[begin MATERIAL PROVIDED]

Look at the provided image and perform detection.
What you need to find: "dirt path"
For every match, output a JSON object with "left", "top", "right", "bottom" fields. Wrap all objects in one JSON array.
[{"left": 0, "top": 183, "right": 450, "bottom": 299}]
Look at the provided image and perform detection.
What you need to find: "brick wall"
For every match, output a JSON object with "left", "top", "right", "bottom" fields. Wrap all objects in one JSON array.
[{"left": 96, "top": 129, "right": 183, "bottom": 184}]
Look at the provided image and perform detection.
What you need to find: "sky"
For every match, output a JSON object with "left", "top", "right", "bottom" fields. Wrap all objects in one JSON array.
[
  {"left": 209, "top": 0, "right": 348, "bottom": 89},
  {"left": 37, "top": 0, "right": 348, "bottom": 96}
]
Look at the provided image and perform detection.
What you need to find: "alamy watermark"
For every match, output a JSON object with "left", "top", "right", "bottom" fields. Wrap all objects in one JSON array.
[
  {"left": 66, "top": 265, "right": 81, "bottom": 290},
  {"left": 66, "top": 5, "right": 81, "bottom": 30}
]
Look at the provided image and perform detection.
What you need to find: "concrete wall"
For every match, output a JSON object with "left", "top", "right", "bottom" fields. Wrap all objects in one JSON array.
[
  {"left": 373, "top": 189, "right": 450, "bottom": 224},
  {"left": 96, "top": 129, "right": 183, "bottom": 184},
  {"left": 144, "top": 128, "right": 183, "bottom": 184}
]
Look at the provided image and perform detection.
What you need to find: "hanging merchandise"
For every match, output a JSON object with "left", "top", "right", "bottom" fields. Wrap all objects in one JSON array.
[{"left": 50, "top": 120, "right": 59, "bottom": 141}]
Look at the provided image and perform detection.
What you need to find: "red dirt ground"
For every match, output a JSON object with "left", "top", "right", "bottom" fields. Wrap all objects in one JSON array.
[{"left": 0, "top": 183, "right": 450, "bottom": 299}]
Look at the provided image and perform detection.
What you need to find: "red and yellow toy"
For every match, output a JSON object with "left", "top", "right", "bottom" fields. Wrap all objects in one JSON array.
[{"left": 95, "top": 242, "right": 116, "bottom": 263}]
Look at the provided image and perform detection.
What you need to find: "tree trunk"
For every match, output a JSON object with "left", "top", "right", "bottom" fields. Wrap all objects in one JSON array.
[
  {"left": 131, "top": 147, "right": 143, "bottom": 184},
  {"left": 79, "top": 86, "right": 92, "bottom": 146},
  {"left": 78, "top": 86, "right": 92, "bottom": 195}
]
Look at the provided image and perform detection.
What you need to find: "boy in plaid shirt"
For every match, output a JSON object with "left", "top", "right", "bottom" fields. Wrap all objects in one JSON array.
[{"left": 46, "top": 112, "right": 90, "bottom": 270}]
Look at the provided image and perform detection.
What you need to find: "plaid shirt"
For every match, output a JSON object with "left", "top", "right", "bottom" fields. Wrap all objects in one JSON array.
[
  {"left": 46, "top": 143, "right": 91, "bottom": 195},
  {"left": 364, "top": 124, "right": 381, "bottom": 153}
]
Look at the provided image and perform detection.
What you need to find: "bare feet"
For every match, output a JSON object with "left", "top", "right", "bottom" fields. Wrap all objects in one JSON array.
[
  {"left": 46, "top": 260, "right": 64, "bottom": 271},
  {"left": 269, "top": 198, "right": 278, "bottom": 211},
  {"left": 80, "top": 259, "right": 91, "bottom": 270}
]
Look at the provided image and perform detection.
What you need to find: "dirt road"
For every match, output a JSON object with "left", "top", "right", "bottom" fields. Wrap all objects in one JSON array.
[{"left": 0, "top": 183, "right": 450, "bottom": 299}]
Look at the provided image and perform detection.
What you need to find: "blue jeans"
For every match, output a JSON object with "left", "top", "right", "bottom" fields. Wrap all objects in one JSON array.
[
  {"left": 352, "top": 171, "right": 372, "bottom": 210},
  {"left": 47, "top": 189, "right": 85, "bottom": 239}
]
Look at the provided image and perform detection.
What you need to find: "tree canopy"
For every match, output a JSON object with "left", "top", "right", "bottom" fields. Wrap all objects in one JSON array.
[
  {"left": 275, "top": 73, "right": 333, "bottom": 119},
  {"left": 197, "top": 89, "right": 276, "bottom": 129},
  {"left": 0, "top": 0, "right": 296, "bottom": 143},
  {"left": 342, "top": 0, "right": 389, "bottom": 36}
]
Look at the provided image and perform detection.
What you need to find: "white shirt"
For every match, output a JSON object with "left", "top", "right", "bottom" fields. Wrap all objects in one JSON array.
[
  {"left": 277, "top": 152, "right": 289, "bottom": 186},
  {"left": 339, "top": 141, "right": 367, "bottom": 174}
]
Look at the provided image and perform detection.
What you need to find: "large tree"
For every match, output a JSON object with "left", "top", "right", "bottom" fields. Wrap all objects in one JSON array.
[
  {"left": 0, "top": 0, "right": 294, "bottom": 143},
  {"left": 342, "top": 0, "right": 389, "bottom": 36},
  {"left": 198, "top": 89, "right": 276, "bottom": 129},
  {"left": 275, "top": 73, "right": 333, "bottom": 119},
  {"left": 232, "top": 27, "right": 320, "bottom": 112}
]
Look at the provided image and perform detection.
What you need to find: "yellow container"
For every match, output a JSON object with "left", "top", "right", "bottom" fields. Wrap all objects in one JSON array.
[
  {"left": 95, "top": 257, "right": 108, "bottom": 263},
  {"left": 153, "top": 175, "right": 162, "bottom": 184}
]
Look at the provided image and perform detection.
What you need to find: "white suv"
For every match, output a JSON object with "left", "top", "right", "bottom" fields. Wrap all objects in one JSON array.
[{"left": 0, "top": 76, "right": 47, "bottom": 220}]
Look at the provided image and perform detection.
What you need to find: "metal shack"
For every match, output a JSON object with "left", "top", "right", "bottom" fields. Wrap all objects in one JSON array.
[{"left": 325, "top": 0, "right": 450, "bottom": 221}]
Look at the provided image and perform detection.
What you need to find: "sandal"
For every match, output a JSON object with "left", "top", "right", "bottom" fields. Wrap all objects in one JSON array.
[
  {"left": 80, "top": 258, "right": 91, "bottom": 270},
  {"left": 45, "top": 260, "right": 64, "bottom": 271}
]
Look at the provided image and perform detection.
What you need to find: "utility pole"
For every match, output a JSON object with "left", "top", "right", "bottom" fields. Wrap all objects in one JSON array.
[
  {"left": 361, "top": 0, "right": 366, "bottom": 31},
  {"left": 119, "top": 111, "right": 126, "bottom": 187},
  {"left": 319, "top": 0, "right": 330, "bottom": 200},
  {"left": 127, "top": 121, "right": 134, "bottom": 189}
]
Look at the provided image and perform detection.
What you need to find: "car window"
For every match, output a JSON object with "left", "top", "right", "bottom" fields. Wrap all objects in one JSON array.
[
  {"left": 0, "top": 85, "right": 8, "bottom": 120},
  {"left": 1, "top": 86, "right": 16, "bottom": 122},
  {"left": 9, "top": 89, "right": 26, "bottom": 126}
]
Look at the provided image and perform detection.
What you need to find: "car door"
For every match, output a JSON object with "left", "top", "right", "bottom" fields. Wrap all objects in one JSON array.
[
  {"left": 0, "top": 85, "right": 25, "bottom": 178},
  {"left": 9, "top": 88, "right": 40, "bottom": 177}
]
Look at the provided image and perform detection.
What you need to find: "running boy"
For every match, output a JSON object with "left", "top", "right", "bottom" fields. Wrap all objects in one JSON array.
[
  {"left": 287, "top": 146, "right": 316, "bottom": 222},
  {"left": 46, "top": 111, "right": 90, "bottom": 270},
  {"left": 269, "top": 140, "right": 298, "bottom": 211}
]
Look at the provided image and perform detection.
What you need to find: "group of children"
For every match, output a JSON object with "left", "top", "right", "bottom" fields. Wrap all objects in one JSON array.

[end MATERIAL PROVIDED]

** DESCRIPTION OF THE TASK **
Each entry above is to be quoted exactly.

** TASK ANSWER **
Look at the provided image and perform detection.
What you need to find: "dirt path"
For every match, output a JSON object with "left", "top", "right", "bottom" fields. Wrap all objects in one JSON array.
[{"left": 0, "top": 183, "right": 450, "bottom": 299}]
Look at the provided image and perform detection.
What you need to find: "brick wall"
For every match, output a JSON object with "left", "top", "right", "bottom" fields. Wrap all objects in one JSON array.
[{"left": 96, "top": 129, "right": 183, "bottom": 184}]
Look at the provided image and perform detection.
What you need to find: "sky"
For every match, output a JSON object with "left", "top", "right", "bottom" fields. Wrap all objects in one JSON array.
[
  {"left": 209, "top": 0, "right": 348, "bottom": 89},
  {"left": 37, "top": 0, "right": 348, "bottom": 96}
]
Look at the provided image and perform detection.
What you need to find: "alamy watermark"
For every match, output a JSON object with "left", "top", "right", "bottom" fields. Wrap all objects in one JSON array.
[
  {"left": 66, "top": 265, "right": 81, "bottom": 290},
  {"left": 66, "top": 5, "right": 81, "bottom": 30}
]
Look at the provided image and perform detection.
What you need to find: "concrete wall"
For every match, output a JSON object with "left", "top", "right", "bottom" fields. Wrap all objects in one JSON array.
[
  {"left": 373, "top": 189, "right": 450, "bottom": 224},
  {"left": 96, "top": 129, "right": 183, "bottom": 184},
  {"left": 144, "top": 128, "right": 183, "bottom": 184}
]
Look at the provided image and perform detection.
What you need to find: "hanging merchandise"
For every match, output a JSON object with "left", "top", "right", "bottom" fields. Wrap all objects in one JSON array.
[{"left": 50, "top": 120, "right": 59, "bottom": 141}]
Look at the provided image and perform detection.
What you need to find: "red dirt ground"
For every match, output a JSON object with "left", "top", "right", "bottom" fields. Wrap all objects in one JSON array.
[{"left": 0, "top": 183, "right": 450, "bottom": 299}]
Look at the provided image and perform detection.
What you need to find: "red and yellow toy"
For every match, output a JSON object with "left", "top", "right", "bottom" fields. Wrap all objects in one JSON array.
[{"left": 95, "top": 242, "right": 116, "bottom": 263}]
Look at the provided image and perform detection.
What you need to find: "tree trunk"
For every match, output a JSON object with "left", "top", "right", "bottom" fields. Wrap all objects in one JSON array.
[
  {"left": 131, "top": 147, "right": 143, "bottom": 184},
  {"left": 79, "top": 86, "right": 92, "bottom": 146},
  {"left": 78, "top": 86, "right": 92, "bottom": 195}
]
Look at the provided image and perform detection.
What you need to find: "boy in plaid shirt"
For every match, output a JSON object with "left", "top", "right", "bottom" fields. Wrap all objects in one JSON array.
[{"left": 46, "top": 112, "right": 90, "bottom": 270}]
Look at the provided image and perform detection.
What you need to find: "plaid shirt"
For every match, output a JSON object with "left", "top", "right", "bottom" fields. Wrap all objects in one JSON array.
[
  {"left": 46, "top": 143, "right": 91, "bottom": 195},
  {"left": 364, "top": 124, "right": 381, "bottom": 153}
]
Look at the provided image and perform detection.
What you need to find: "bare feet"
For every match, output a JSON object with "left", "top", "right", "bottom" fields. Wrap all objects in one JSON array.
[
  {"left": 46, "top": 260, "right": 64, "bottom": 271},
  {"left": 269, "top": 198, "right": 278, "bottom": 211},
  {"left": 80, "top": 259, "right": 91, "bottom": 270}
]
Look at the provided image and perform detection.
What you need to find: "dirt road"
For every match, output a JSON object with "left", "top", "right", "bottom" fields. Wrap all objects in one JSON array.
[{"left": 0, "top": 183, "right": 450, "bottom": 299}]
Look at the provided image and perform detection.
What you need to find: "blue jeans"
For every match, output a JSON object with "left", "top", "right", "bottom" fields. Wrap all objects in one JSON array.
[
  {"left": 352, "top": 171, "right": 372, "bottom": 210},
  {"left": 47, "top": 189, "right": 85, "bottom": 239}
]
Look at the provided image and perform detection.
What you need to find: "tree canopy"
For every match, output a JSON object with "left", "top", "right", "bottom" fields. Wrap all objects in one JSON array.
[
  {"left": 275, "top": 73, "right": 333, "bottom": 119},
  {"left": 197, "top": 89, "right": 276, "bottom": 129},
  {"left": 0, "top": 0, "right": 296, "bottom": 143},
  {"left": 342, "top": 0, "right": 389, "bottom": 36}
]
Look at the provided image and perform detection.
What you need to find: "white shirt"
For every match, output a JSON object with "left", "top", "right", "bottom" fields. Wrap all objects in one JSON array.
[
  {"left": 277, "top": 152, "right": 289, "bottom": 186},
  {"left": 339, "top": 141, "right": 367, "bottom": 174}
]
Look at the provided image and perform detection.
What you need to find: "large tree"
For every match, output a JSON object with "left", "top", "right", "bottom" fields. Wrap all objects in one JSON array.
[
  {"left": 0, "top": 0, "right": 294, "bottom": 143},
  {"left": 342, "top": 0, "right": 389, "bottom": 36},
  {"left": 198, "top": 89, "right": 276, "bottom": 129},
  {"left": 275, "top": 73, "right": 333, "bottom": 119},
  {"left": 232, "top": 27, "right": 320, "bottom": 112}
]
Look at the provided image and perform detection.
What you need to find: "yellow container"
For every match, output a JSON object with "left", "top", "right", "bottom" fields. Wrap all objects in one JSON array.
[
  {"left": 95, "top": 257, "right": 108, "bottom": 263},
  {"left": 153, "top": 175, "right": 162, "bottom": 184}
]
Look at the provided image and perform detection.
What you need to find: "white suv"
For every match, output a JSON object with "left", "top", "right", "bottom" fields. Wrap all objects in one JSON array.
[{"left": 0, "top": 76, "right": 47, "bottom": 220}]
Look at the provided image and perform detection.
What you need to find: "metal shack"
For every match, output a JSON object with "left", "top", "right", "bottom" fields. Wrap all objects in one JSON array.
[{"left": 325, "top": 0, "right": 450, "bottom": 221}]
Look at the provided image and perform detection.
What you need to find: "sandal"
For every match, output a JSON object with "left", "top", "right", "bottom" fields. Wrap all objects in one JSON array.
[
  {"left": 80, "top": 258, "right": 91, "bottom": 270},
  {"left": 45, "top": 260, "right": 64, "bottom": 271}
]
Look at the provided image and perform detection.
What you need to find: "utility pole"
For every match, output a JSON object with "left", "top", "right", "bottom" fields. Wrap all objects in one JSON array.
[
  {"left": 361, "top": 0, "right": 366, "bottom": 31},
  {"left": 119, "top": 111, "right": 126, "bottom": 187},
  {"left": 319, "top": 0, "right": 330, "bottom": 200},
  {"left": 127, "top": 121, "right": 134, "bottom": 189}
]
Look at the provided image and perform detection.
What you need to find: "car window"
For every match, output a JSON object with "left", "top", "right", "bottom" fields. Wrap all objects in one JSON array.
[
  {"left": 0, "top": 85, "right": 8, "bottom": 120},
  {"left": 1, "top": 86, "right": 16, "bottom": 122},
  {"left": 9, "top": 89, "right": 26, "bottom": 126}
]
Look at the provided image and perform detection.
What you need to find: "car door"
For every match, output a JSON object with "left", "top", "right", "bottom" fields. Wrap all objects in one JSON array.
[
  {"left": 0, "top": 85, "right": 25, "bottom": 178},
  {"left": 9, "top": 88, "right": 40, "bottom": 177}
]
Look at the provided image and perform detection.
What you need to find: "running boy"
For every match, output a JSON object with "left", "top", "right", "bottom" fields. Wrap all objects in one JSON array.
[
  {"left": 287, "top": 146, "right": 316, "bottom": 222},
  {"left": 46, "top": 111, "right": 90, "bottom": 270},
  {"left": 269, "top": 140, "right": 298, "bottom": 211}
]
Look at the provided image and perform detection.
What you need to find: "group of children"
For every match, output a JSON object with "left", "top", "right", "bottom" fields. Wrap all objects in one JSON array.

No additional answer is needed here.